— start DATA SUPPLIED —

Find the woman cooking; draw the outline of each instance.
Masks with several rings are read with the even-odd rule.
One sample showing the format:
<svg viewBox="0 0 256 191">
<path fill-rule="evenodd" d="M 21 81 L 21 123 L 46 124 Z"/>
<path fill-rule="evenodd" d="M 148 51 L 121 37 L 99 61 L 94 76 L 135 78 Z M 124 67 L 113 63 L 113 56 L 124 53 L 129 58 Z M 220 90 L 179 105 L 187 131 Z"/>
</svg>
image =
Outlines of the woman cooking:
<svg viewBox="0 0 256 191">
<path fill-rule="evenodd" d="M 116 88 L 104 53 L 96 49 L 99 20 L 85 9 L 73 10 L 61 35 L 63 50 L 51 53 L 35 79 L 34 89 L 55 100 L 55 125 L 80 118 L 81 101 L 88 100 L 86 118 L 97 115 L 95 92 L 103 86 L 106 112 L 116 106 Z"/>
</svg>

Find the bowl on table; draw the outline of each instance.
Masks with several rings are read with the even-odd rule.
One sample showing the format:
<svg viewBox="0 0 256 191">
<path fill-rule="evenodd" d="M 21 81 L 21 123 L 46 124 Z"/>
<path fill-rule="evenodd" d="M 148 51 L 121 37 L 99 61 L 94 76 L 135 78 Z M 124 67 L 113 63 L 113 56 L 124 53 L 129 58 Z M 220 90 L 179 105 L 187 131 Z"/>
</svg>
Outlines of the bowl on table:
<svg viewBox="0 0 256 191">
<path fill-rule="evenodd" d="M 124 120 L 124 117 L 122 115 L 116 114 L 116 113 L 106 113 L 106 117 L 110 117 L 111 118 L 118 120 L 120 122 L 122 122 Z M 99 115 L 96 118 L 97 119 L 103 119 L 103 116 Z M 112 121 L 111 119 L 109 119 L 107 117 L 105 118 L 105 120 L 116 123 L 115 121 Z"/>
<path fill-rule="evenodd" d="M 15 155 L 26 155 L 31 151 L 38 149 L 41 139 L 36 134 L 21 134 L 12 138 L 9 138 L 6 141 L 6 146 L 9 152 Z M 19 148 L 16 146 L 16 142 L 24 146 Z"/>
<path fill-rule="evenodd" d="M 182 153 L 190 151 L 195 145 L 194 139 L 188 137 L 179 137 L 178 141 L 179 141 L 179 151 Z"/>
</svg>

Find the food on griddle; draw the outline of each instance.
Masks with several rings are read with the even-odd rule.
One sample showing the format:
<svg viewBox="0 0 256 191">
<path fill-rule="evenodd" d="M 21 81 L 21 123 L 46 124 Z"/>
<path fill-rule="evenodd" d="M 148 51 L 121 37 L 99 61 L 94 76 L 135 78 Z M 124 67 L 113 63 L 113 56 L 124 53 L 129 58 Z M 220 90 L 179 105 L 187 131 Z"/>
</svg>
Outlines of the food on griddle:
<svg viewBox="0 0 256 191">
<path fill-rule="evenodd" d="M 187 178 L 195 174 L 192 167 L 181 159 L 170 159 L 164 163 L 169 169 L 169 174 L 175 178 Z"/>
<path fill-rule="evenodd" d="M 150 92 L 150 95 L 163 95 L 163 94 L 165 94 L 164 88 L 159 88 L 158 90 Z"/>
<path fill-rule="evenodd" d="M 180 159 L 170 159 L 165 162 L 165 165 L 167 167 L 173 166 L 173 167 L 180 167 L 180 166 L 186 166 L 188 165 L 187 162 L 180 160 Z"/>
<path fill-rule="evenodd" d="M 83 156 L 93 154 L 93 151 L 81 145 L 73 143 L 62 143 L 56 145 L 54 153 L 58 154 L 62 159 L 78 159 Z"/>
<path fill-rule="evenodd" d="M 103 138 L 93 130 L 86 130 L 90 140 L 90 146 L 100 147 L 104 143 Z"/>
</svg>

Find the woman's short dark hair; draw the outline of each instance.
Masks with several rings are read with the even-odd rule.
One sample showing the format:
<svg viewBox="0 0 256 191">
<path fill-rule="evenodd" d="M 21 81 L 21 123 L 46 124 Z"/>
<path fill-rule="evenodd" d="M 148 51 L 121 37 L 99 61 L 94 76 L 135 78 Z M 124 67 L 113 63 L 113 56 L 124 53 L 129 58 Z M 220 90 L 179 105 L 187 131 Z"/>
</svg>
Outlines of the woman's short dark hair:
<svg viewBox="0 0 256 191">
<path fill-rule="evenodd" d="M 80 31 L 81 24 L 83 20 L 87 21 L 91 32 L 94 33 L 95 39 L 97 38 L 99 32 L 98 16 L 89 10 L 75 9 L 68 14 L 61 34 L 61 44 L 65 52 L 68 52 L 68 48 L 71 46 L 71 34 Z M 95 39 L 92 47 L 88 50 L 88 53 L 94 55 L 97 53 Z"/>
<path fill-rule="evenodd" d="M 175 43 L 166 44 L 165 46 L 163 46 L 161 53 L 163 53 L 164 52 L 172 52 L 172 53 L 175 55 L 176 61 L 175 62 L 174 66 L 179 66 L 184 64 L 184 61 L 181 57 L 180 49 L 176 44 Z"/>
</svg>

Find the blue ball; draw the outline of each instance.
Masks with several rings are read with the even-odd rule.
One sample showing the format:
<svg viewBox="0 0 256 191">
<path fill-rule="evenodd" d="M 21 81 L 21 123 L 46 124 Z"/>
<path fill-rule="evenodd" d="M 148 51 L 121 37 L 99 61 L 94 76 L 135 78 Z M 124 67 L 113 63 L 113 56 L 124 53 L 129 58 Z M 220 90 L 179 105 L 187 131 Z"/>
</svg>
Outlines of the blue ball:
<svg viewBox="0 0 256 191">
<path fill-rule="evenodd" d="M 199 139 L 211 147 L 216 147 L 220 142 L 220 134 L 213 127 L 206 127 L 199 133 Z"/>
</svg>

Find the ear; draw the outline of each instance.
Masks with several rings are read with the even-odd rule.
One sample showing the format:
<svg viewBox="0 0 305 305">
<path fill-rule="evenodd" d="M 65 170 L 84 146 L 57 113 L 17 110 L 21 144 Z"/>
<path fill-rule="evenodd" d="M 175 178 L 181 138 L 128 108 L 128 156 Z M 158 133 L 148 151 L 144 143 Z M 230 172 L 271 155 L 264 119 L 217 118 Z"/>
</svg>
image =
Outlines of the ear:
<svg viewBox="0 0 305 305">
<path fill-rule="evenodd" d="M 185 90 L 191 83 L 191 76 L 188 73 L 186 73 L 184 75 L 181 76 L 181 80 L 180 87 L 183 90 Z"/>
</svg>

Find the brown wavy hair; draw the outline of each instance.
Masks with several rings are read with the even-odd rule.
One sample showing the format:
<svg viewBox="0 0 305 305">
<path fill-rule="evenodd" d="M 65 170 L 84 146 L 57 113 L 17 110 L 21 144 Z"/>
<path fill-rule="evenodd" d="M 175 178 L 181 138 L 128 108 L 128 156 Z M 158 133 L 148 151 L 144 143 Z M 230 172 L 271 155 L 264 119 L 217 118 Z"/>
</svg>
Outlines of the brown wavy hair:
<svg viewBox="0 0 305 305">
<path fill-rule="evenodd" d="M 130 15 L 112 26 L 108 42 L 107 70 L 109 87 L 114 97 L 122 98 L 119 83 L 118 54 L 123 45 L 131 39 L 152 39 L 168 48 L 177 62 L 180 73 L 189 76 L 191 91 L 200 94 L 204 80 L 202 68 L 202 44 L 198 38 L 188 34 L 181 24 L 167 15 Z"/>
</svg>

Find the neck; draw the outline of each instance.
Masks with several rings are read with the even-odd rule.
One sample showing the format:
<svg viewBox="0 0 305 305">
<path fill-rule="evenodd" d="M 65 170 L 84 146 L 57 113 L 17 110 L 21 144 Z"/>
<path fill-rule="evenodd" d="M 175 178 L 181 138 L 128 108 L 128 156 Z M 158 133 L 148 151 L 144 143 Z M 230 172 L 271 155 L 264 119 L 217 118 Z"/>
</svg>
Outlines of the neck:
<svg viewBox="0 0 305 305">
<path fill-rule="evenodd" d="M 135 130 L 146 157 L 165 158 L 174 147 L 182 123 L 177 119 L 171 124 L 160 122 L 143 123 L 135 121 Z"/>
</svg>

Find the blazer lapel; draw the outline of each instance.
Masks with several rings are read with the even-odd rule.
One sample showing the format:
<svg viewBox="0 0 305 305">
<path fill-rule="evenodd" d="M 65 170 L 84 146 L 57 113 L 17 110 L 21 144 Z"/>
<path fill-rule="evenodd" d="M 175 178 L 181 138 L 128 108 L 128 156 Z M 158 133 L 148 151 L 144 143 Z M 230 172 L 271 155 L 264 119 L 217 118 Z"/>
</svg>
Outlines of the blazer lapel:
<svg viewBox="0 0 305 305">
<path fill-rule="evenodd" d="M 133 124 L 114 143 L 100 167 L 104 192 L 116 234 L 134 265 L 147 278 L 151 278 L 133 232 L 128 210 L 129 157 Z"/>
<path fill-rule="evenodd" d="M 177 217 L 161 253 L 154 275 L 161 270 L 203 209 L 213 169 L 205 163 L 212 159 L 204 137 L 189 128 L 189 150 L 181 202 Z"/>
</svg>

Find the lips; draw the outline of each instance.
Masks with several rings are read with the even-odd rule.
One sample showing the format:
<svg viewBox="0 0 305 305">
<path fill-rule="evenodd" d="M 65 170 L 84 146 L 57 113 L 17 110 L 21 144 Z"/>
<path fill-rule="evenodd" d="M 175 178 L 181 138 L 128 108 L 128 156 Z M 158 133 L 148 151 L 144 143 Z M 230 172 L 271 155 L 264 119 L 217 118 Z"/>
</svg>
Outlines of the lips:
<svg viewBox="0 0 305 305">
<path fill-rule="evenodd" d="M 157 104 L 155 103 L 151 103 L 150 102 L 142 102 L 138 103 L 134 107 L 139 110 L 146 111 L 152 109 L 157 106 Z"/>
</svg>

— end DATA SUPPLIED —

§ **STATED EXERCISE**
Only the lines from the one containing "Find the blazer" to the end of the listing belong in the output, each reproduced exactly.

§ **RESULT FOR THIS TASK**
Find the blazer lapel; draw the outline of each instance.
Masks with several rings are read with the even-odd rule.
One sample showing the format:
<svg viewBox="0 0 305 305">
<path fill-rule="evenodd" d="M 65 170 L 84 146 L 57 113 L 17 110 L 21 144 Z"/>
<path fill-rule="evenodd" d="M 175 178 L 181 138 L 128 108 L 128 156 Z M 158 133 L 148 151 L 144 143 Z M 230 172 L 271 155 L 264 119 L 217 118 Z"/>
</svg>
Outlines of the blazer lapel:
<svg viewBox="0 0 305 305">
<path fill-rule="evenodd" d="M 133 124 L 114 143 L 100 167 L 104 192 L 116 234 L 134 265 L 147 278 L 151 278 L 133 232 L 128 210 L 129 157 Z"/>
<path fill-rule="evenodd" d="M 177 217 L 161 253 L 154 275 L 161 270 L 203 209 L 213 169 L 205 163 L 212 159 L 204 137 L 189 128 L 189 150 L 181 202 Z"/>
</svg>

Find the lips; draw the outline of each instance.
Masks with several rings are read with the even-odd rule.
One sample showing the format:
<svg viewBox="0 0 305 305">
<path fill-rule="evenodd" d="M 65 170 L 84 146 L 57 113 L 17 110 L 21 144 Z"/>
<path fill-rule="evenodd" d="M 175 178 L 181 138 L 128 108 L 128 156 Z M 158 133 L 148 151 L 144 143 Z M 230 172 L 271 155 L 264 119 L 217 118 Z"/>
</svg>
Outlines of the lips:
<svg viewBox="0 0 305 305">
<path fill-rule="evenodd" d="M 157 104 L 155 103 L 151 103 L 150 102 L 142 102 L 138 103 L 134 107 L 139 110 L 146 111 L 152 109 L 157 106 Z"/>
</svg>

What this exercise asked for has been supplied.